Source passage
We still have a ways to go, but we have learned a lot from this trial and are ready to continue our adventure!
MUMS Jr Update and Meteorite Engineering
Written by Far Horizons Teen Interns: Mary Greenlees, Jennifer Moore, and David Torrejon
Hey, it’s the Adler Planetarium’s Far Horizon summer interns again. This past week, we worked on producing a video tutorial to demonstrate how to properly build artificial meteorites. You can watch the video below.
The purpose of these artificial meteorites (meteorite simulants) is to test if our retrieval magnets on our sled (MUMS Jr.) can properly retrieve actual meteorites. It is essential for us to find the correct formula to create meteorites because previously, the metal fragments within the meteorite simulants we made to test were not well distributed. The fragments were sinking to one side as the concrete dried. Therefore, it is possible that these lopsided metal fragments may have interfered with our experiments. There was an obvious need to have a meteorite with evenly distributed metal fragments.
Meteorite Making Instructions
Here are the instructions for making a meteorite: To create our meteorites we need concrete, water, and metal ball bearings (we recommend iron buckshot or nickel iron in small balls as they seem to distribute better in the simulant). We also need a digital scale that measures in grams, disposable cups, disposable gloves, and a wooden popsicle stick or other mixing implement.
Start with putting your gloves on. Then, turn on the scale and place an empty disposable cup on it and press the TARE button in order to zero the scale.
After that’s done, we are going to put in the concrete. In order to be as close to your target weight as possible, 80% of the weight will be concrete, 10% will go to the iron buckshot, and the other 10% (and more if needed) will go to water added. But it’s alright if you go over the targeted weight with the water because some of the water will evaporate once dried completely. First, you are going to measure out the concrete into the disposable cup. Next you put the water in. It is recommended that you put over 10% in so that it is easier to mix. In small increments pour a few drops of water in at a time and and mix the water into the concrete.
Once the mixture is strong enough to hold it’s shape (a dough-like consistency), place the mixture back on the scale and hit the TARE button again. Then put in the metal. After it is poured in, thoroughly mix the concrete in order to make sure that the metal is evenly distributed. Next, scrape the mixture into your hands and begin with rolling it into a ball. Since we do not want a perfectly round shape, make flat edges to make it resemble more of a rock. This allows the meteorite to stick to the magnet better.

Extracted data
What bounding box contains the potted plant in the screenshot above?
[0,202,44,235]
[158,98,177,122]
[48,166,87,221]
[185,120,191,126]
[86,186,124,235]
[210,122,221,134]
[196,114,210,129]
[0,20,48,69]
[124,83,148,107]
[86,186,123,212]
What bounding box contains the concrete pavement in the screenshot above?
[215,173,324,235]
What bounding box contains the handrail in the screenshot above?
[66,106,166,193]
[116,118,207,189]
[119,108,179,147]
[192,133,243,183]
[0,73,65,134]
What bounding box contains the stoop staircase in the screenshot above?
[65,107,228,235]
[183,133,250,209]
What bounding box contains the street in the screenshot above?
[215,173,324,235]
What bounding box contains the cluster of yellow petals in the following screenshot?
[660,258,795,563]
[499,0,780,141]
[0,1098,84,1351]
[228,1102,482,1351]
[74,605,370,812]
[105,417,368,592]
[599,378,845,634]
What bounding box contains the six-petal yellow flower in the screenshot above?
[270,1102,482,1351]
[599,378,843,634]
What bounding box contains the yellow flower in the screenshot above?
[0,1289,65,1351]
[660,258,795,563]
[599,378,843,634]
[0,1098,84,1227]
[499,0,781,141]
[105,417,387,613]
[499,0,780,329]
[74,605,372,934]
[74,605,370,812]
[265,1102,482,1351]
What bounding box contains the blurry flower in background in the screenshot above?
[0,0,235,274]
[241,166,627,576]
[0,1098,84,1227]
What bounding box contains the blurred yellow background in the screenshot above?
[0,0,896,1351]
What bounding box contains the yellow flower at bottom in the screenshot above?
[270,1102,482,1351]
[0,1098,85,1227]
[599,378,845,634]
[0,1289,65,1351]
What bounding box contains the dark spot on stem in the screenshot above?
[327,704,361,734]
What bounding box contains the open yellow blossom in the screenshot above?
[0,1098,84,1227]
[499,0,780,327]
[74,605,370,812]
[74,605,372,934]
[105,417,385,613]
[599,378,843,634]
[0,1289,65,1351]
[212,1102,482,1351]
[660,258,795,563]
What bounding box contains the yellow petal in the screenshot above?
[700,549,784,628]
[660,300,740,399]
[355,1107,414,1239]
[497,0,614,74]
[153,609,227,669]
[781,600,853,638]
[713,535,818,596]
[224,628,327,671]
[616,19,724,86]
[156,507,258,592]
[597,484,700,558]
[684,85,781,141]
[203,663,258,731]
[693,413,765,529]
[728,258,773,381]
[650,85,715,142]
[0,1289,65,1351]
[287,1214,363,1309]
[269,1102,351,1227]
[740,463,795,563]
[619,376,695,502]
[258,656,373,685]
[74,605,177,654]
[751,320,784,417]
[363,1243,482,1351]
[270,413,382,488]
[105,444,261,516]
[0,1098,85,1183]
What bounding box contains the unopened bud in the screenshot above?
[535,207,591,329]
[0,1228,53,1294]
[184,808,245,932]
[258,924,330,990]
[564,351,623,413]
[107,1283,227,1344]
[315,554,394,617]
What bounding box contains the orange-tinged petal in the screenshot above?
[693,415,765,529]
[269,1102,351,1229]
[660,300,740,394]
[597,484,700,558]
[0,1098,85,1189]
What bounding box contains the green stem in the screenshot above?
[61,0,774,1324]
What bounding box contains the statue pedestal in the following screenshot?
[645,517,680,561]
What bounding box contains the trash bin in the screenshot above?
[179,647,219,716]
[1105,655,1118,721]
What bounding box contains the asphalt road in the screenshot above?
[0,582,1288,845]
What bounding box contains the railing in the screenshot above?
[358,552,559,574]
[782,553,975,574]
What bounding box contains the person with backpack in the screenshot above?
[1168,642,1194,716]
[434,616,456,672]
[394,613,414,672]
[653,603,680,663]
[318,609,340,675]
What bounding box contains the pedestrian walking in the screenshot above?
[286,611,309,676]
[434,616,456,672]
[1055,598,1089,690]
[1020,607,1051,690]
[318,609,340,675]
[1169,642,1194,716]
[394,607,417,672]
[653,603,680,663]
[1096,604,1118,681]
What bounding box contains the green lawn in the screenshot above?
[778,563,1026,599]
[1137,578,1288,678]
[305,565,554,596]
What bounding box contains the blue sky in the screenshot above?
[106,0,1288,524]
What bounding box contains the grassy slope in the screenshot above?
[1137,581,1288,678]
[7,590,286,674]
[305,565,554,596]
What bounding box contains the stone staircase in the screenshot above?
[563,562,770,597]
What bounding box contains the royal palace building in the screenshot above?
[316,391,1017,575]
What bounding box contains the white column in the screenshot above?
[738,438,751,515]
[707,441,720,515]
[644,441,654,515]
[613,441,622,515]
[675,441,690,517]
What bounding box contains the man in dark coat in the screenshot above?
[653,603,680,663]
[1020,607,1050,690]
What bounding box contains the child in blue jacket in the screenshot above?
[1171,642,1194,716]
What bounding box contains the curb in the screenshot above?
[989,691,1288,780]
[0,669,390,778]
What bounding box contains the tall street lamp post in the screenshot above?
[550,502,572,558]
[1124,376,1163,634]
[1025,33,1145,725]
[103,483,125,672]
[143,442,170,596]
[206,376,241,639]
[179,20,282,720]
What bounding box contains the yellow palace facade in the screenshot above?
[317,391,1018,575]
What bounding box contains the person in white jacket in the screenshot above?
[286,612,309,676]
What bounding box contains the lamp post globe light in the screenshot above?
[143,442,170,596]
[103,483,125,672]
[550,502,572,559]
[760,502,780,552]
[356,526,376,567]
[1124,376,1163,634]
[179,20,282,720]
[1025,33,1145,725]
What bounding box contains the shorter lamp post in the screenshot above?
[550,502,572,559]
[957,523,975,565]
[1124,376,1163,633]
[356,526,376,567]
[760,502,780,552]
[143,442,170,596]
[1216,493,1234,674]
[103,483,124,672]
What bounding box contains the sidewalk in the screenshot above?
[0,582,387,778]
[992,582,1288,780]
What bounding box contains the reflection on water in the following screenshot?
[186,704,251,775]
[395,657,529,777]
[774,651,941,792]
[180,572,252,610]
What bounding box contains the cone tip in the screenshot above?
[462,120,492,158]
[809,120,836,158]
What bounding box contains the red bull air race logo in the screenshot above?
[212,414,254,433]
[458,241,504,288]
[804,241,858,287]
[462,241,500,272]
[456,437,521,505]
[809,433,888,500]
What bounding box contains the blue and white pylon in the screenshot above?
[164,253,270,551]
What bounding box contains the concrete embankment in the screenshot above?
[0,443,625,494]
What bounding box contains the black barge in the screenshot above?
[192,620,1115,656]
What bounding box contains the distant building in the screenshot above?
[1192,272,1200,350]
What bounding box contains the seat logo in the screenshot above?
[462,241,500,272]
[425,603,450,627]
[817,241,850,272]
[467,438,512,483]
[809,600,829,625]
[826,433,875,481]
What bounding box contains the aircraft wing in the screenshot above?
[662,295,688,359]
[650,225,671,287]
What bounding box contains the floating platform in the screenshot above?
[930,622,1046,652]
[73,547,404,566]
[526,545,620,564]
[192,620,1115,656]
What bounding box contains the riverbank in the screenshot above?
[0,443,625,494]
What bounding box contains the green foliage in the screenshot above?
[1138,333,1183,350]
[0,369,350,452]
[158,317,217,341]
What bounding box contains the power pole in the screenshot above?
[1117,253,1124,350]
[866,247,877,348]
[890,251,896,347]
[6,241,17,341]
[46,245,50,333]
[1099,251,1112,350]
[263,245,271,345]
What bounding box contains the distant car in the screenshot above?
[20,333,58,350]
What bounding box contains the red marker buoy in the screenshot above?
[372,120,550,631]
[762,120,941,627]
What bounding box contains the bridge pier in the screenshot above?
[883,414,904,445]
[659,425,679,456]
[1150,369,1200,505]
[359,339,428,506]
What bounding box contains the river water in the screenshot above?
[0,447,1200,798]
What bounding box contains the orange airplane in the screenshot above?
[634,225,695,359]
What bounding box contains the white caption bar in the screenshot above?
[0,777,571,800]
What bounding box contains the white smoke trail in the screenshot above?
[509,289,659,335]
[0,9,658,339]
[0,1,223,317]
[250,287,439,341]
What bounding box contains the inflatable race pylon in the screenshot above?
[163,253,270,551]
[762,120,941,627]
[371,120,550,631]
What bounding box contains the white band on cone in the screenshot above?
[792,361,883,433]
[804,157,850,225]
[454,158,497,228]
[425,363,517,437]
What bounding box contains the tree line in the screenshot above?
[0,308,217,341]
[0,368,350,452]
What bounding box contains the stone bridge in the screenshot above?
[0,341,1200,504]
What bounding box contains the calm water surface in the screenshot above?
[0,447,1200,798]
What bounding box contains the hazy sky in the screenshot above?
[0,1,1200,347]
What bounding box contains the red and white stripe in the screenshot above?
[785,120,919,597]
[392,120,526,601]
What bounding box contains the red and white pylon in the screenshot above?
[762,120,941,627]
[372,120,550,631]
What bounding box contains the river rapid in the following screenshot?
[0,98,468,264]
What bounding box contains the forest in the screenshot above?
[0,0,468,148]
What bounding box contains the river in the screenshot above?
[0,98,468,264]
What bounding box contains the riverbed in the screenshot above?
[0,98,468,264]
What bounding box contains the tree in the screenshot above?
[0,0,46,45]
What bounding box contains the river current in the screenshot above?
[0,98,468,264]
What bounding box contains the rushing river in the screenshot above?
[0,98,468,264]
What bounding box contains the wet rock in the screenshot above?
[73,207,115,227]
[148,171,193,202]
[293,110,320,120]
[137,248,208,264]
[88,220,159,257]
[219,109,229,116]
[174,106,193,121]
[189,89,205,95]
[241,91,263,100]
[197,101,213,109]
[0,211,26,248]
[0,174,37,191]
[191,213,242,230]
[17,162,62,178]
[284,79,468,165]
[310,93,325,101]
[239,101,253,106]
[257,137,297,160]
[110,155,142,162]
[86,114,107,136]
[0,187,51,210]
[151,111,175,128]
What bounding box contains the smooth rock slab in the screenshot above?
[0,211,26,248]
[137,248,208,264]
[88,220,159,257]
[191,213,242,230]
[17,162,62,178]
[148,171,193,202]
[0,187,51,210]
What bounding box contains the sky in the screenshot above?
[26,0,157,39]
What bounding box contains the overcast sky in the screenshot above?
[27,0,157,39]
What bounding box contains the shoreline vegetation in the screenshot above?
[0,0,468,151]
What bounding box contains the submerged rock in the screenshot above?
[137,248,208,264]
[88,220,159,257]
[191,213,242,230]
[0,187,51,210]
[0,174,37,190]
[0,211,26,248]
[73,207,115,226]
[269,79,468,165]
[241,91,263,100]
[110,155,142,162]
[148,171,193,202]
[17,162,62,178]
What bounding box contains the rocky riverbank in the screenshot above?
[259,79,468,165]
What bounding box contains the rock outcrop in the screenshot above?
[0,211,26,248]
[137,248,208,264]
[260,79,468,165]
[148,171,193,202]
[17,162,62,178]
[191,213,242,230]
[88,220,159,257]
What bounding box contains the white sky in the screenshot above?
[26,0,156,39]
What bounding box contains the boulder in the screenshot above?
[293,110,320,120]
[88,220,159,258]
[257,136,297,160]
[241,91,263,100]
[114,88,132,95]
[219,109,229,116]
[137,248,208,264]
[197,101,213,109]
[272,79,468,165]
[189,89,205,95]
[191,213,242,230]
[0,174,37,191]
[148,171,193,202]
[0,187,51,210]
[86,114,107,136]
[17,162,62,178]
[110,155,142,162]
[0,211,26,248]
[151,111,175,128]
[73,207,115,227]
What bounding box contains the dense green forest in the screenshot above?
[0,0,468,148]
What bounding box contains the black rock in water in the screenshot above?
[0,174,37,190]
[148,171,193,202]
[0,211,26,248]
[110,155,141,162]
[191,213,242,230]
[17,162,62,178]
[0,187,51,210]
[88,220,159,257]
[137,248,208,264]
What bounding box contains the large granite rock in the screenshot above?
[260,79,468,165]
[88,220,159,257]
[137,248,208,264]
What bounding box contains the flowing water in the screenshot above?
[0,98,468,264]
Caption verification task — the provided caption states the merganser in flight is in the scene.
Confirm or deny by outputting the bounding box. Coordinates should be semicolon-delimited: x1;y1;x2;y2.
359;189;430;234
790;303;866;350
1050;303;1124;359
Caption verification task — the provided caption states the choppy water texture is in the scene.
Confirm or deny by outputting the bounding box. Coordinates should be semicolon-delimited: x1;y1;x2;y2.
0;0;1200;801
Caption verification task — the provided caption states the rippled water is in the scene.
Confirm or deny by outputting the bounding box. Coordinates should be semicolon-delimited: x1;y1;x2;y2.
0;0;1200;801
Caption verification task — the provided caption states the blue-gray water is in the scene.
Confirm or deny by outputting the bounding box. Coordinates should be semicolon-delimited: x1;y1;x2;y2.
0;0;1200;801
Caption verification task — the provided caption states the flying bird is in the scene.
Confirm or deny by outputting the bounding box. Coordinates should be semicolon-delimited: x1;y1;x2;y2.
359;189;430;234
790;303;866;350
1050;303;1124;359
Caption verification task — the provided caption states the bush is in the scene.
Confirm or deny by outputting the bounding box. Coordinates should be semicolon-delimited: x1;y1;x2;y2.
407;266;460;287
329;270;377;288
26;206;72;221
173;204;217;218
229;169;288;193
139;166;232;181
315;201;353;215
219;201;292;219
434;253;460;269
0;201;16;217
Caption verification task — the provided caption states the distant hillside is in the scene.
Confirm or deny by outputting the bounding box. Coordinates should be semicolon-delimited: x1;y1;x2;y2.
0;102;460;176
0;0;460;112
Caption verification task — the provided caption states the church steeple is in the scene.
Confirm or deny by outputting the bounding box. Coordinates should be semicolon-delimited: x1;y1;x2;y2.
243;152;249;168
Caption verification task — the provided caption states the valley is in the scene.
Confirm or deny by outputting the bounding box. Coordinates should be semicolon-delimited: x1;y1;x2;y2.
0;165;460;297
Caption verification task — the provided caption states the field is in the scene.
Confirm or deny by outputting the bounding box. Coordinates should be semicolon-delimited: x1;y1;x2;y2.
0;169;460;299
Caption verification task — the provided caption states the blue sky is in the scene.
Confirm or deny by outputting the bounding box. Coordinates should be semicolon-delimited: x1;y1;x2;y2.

Stated task 1
Set down the passage of the meteorite article that begins at "Meteorite Making Instructions" and stops after "zero the scale.", copying it word for word.
Stated task 2
Resume the meteorite article, picking up right after its last sentence.

Exercise result 1
Meteorite Making Instructions
Here are the instructions for making a meteorite: To create our meteorites we need concrete, water, and metal ball bearings (we recommend iron buckshot or nickel iron in small balls as they seem to distribute better in the simulant). We also need a digital scale that measures in grams, disposable cups, disposable gloves, and a wooden popsicle stick or other mixing implement.
Start with putting your gloves on. Then, turn on the scale and place an empty disposable cup on it and press the TARE button in order to zero the scale.

Exercise result 2
Once that it is done, label a plastic bag with the grams and percentage of iron in it. Then, place the meteorite in the plastic bag and place it into a box filled with sand (to help it hold its shape) whilst keeping the plastic bag open in order to let it dry. We plan it so the meteorites rest overnight. In addition, we also recommend that once the meteorites are completely dry, to paint them a vibrant color so that it is easy to locate them once they are dropped in the sand/water.
Sled Engineering Update:
Written by Jennifer Moore - Far Horizons Teen Intern
Hello! It’s Jennifer Moore again, I figured you wanted to hear MOORE from me!
Entering the Far Horizons Lab has been exciting and challenging thus far, and I feel that during these four weeks I have already learned so much. I have been presented engineering problems, using tools, and doing tests to check our work. I’ve been doing a lot of CAD (Computer Aided Design) to design a magnet bar for our second model of MUMS. The largest challenge I’ve faced thus far is the change in design from our original model to the new model. I’m a stubborn person and do not like change, so I am not a fan of this design. However, I guess I’ll have to adapt.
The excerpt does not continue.